◆ **Actions to take**
(a) Reproduce the article on Nazanin Zaghari-Ratcliffe word for word, starting with "The Free Nazanin" and going on through "summit in Glasgow.".
(b) List every person the article on Nazanin Zaghari-Ratcliffe identifies by name.

◆ **Passage shown**
In a tweet this morning, Tulip Siddiq MP said that she had spoken to Ms Zaghari-Ratcliffe's husband, Richard. He told the Hampstead and Kilburn MP that the jailed mother had "lost her latest appeal and her sentence of one year plus one year travel ban is upheld with no court hearing."
Ms Zaghari-Ratcliffe "could now be returned to prison at any time."
The Free Nazanin campaign tweeted that "Nazanin’s lawyer was called today by the Judiciary and informed that the appeal on her second case failed."
It added that there was "no summons date yet for prison."
It noted that "Nazanin has asked to speak with the PM" and that he had invited the Iranian President Ebrahim Raisi to next month's COP26 climate summit in Glasgow.
"It is time for him to sit down with the Iranians and end this finally," the campaign said.
READ MORE: Liz Truss demands immediate release of UK nationals from Iran
The Iranian-British dual citizen who has been detained in Iran since April 2016.
In early September 2016, the Thompson Reuters Foundation employee was sentenced to five years in prison after being found guilty of allegedly "plotting to topple the Iranian government".
She was temporarily released from prison in March last year, during the coronavirus pandemic, while being monitored.
The prosecutor general of Tehran stated in October 2017 that Zaghari-Ratcliffe was being held for running "a BBC Persian online journalism course which was aimed at recruiting and training people to spread propaganda against Iran".
On March 7 this year, her original sentence ended, but in April she was found guilty of propaganda activities against the government and sentenced to one year in prison.
Ms Siddiq added: "the PM must act now" to free her. Downing Street directed the Express to the Foreign Office for comment.
Mr Ratcliffe has long campaigned for his wife's release.
In September, he and their seven-year-old daughter Isabella marked 2,000 days since her detainment by Iranian authorities outside the Houses of Parliament.
There he accused the Iranian government of "hostage taking", and said the UK Government "needs to be brave and just start doing things that will cause a rethink amongst those in charge of Iran's hostage-taking.

◆ **Data listing**
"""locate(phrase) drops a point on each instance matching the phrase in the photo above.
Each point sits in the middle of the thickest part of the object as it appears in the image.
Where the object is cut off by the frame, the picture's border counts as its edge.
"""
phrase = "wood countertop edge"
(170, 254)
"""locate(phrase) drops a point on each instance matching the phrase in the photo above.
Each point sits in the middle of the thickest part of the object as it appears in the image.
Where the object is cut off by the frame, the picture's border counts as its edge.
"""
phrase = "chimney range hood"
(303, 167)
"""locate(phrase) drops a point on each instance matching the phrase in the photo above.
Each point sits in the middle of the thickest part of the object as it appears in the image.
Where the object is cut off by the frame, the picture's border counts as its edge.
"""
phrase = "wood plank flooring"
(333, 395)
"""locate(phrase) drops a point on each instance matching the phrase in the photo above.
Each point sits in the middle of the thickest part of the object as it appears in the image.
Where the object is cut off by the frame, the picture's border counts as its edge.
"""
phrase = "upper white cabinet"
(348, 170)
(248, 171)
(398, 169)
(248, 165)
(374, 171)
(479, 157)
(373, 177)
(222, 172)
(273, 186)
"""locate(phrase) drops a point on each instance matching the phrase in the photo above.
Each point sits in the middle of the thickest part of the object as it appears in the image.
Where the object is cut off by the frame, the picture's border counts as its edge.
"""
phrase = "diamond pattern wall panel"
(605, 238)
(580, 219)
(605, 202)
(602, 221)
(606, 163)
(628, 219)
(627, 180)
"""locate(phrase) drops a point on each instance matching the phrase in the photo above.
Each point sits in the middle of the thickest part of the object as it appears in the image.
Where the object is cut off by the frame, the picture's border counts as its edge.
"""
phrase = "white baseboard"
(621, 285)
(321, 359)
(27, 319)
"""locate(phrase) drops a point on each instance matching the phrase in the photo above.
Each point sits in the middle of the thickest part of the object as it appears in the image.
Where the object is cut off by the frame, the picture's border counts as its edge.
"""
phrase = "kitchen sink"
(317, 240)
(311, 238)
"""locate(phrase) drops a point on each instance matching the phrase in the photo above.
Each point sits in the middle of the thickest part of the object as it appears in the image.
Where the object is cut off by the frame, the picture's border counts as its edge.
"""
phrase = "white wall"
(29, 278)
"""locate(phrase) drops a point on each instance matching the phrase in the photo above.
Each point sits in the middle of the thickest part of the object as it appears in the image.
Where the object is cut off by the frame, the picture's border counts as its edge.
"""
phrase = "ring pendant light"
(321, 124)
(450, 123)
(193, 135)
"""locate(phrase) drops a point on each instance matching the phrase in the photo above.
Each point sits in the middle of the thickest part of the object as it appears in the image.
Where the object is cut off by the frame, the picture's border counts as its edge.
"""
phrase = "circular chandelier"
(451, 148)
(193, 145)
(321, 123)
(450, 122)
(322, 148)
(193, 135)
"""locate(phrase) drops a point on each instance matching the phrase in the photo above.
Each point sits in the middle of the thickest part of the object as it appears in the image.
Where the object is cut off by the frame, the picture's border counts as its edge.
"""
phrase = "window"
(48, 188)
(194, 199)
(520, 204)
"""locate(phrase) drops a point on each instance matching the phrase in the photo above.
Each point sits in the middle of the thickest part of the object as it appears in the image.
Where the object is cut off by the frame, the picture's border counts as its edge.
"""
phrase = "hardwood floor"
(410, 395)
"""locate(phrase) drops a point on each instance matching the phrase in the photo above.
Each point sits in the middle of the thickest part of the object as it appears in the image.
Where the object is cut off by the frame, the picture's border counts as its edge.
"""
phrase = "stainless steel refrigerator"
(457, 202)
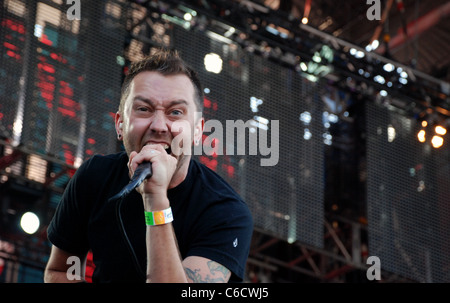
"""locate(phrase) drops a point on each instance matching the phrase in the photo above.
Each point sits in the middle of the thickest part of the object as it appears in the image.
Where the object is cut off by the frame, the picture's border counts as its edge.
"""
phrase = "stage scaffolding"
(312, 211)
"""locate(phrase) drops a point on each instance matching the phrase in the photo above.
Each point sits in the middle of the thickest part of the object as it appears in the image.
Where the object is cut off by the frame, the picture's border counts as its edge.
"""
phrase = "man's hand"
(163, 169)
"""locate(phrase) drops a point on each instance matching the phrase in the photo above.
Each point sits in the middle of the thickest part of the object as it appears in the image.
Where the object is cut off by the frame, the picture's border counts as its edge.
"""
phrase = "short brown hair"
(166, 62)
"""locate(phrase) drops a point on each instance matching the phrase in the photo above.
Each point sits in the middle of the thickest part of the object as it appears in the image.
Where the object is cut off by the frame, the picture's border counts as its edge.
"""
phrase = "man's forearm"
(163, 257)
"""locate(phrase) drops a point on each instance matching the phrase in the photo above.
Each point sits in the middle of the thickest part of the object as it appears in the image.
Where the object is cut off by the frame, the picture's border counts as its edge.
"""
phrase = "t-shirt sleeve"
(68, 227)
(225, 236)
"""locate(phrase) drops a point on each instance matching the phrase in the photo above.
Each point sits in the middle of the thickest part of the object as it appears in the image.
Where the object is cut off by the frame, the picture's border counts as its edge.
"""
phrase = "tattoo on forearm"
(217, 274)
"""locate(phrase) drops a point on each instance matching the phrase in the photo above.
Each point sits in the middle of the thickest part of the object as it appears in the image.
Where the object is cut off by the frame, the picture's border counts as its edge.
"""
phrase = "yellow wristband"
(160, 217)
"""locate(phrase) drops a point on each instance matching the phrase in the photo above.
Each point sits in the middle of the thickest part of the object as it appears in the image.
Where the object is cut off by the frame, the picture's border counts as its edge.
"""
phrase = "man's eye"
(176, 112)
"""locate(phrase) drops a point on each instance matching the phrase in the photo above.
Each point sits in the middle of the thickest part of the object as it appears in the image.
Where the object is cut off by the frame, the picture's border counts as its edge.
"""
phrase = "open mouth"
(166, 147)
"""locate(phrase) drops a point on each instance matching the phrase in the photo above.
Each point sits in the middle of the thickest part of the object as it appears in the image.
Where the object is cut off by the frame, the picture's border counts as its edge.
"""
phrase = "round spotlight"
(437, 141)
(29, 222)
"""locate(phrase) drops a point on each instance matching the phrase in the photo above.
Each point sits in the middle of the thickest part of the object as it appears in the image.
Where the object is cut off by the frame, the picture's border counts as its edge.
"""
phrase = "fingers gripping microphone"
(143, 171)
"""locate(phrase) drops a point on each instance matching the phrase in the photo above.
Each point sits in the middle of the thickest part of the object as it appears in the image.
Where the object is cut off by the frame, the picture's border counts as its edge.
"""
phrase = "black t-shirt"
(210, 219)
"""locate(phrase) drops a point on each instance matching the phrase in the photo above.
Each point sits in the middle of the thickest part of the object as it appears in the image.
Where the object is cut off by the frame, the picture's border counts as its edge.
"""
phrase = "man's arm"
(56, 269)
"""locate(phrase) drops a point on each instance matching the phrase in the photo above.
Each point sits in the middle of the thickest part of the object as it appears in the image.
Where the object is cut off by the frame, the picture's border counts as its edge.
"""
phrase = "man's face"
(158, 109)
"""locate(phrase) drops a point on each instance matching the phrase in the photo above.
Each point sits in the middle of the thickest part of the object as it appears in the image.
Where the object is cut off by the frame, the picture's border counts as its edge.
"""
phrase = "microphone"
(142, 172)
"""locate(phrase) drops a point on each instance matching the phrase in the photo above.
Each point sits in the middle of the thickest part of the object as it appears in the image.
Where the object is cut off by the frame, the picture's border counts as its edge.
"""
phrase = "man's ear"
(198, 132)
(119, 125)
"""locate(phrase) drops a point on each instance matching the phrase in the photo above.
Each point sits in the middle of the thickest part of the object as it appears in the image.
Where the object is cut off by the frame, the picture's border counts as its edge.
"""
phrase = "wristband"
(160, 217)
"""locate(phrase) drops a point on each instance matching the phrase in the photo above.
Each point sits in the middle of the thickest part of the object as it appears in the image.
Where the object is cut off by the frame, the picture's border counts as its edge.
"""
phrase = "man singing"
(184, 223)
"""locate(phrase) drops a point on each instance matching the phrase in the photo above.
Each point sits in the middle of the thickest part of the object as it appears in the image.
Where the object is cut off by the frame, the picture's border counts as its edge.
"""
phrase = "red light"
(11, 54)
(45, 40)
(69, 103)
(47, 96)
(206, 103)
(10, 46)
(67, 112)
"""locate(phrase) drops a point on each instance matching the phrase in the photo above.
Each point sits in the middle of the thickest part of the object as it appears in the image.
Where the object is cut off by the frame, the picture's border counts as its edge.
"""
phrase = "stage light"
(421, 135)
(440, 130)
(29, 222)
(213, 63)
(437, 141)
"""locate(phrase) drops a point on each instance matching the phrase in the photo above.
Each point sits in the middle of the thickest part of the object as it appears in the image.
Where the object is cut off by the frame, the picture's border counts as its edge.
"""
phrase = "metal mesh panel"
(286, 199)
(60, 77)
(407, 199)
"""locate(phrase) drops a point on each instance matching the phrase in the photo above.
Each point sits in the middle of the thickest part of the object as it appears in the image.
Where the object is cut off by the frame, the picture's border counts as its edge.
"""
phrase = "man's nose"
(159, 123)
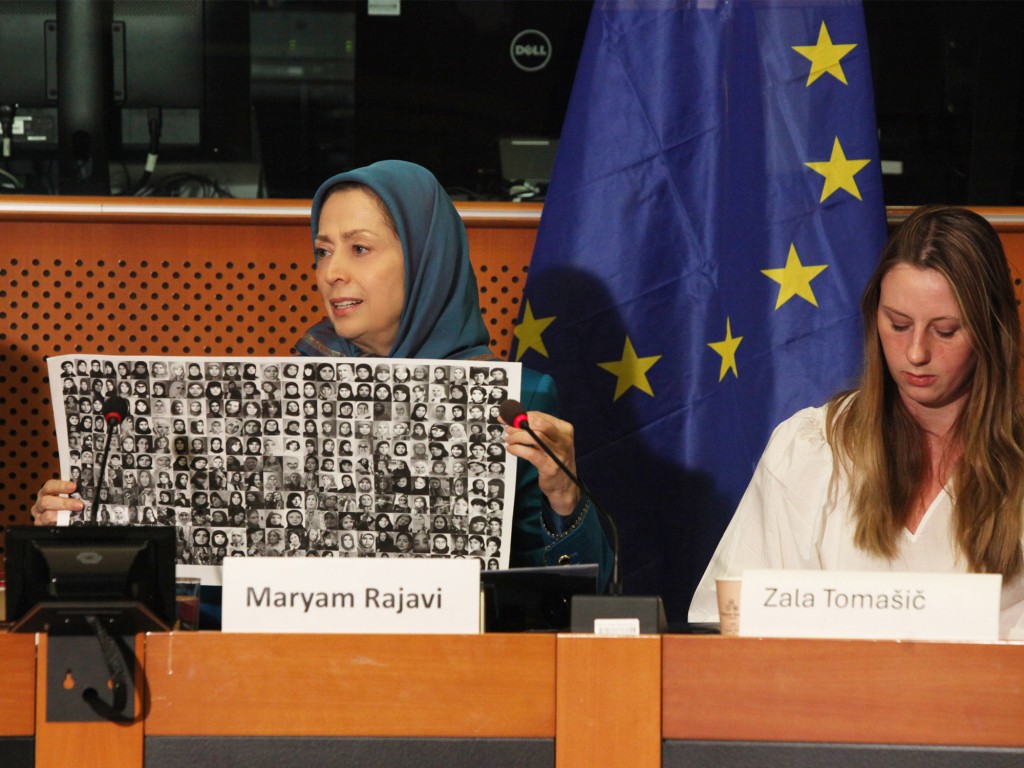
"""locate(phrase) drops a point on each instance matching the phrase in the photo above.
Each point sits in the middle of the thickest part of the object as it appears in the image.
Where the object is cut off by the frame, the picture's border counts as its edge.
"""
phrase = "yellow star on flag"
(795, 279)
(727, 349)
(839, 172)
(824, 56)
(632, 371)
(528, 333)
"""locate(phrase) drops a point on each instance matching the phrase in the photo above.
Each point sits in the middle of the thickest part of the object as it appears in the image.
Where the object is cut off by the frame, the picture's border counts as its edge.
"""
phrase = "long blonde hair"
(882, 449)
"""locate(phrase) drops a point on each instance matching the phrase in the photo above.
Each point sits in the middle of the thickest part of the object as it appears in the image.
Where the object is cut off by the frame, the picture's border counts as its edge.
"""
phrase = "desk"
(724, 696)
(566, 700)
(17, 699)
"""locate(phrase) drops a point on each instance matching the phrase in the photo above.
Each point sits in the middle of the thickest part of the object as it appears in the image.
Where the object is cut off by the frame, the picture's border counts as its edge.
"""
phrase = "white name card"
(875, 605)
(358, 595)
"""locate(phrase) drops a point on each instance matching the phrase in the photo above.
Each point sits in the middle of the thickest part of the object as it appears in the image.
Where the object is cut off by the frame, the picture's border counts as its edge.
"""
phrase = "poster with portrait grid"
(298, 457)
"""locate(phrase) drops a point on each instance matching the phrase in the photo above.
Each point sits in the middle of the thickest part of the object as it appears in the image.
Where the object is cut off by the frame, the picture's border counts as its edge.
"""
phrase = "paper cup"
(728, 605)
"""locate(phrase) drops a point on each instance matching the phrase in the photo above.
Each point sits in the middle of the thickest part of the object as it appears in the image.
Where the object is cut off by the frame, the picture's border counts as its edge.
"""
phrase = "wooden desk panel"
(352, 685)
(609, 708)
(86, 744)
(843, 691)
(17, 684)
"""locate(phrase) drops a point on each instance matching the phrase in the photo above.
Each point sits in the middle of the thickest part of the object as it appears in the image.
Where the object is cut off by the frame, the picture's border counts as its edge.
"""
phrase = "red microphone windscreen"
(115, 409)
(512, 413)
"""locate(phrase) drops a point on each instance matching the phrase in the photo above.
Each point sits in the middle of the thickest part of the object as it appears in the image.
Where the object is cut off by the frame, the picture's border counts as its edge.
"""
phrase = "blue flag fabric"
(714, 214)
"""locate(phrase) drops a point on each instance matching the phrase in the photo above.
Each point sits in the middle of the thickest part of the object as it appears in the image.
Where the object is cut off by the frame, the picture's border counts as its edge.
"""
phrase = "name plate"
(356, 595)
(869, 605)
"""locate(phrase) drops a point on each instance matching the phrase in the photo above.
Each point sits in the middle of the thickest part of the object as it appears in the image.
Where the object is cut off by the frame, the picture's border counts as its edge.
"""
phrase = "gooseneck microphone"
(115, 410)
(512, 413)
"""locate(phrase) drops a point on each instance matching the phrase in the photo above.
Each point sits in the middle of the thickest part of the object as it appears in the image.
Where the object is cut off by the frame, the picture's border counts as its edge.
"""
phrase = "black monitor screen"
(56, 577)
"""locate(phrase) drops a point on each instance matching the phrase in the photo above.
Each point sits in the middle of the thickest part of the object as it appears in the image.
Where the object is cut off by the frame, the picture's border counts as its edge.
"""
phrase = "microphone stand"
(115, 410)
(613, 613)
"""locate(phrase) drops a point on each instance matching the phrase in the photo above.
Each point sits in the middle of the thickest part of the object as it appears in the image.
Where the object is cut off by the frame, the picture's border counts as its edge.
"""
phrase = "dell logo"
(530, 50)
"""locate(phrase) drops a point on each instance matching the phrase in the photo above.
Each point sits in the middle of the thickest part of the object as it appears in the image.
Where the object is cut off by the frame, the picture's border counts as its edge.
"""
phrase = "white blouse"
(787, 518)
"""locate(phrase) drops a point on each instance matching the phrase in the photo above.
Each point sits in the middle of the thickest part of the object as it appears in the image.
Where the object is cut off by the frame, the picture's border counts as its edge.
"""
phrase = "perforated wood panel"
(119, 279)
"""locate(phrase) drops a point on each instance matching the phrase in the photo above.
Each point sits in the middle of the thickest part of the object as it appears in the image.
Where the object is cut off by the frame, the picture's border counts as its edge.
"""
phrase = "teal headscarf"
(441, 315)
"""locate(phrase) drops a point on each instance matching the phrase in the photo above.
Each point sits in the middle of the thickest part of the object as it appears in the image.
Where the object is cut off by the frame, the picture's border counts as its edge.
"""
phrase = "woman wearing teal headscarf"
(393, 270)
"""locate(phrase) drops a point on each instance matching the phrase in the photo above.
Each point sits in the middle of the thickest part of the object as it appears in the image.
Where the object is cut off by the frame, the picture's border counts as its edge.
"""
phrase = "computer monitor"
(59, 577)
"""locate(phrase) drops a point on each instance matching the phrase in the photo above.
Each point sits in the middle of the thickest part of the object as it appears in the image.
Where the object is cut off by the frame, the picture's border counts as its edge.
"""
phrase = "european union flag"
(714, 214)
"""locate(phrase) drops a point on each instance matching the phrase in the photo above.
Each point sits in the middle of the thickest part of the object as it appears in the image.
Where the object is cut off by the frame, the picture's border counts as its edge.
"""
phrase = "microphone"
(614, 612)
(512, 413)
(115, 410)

◆ **Solutions for each task**
(a)
The Free Nazanin campaign tweeted that "Nazanin’s lawyer was called today by the Judiciary and informed that the appeal on her second case failed."
It added that there was "no summons date yet for prison."
It noted that "Nazanin has asked to speak with the PM" and that he had invited the Iranian President Ebrahim Raisi to next month's COP26 climate summit in Glasgow.

(b)
- Tulip Siddiq
- Nazanin Zaghari-Ratcliffe
- Richard Ratcliffe
- Ebrahim Raisi
- Liz Truss
- Isabella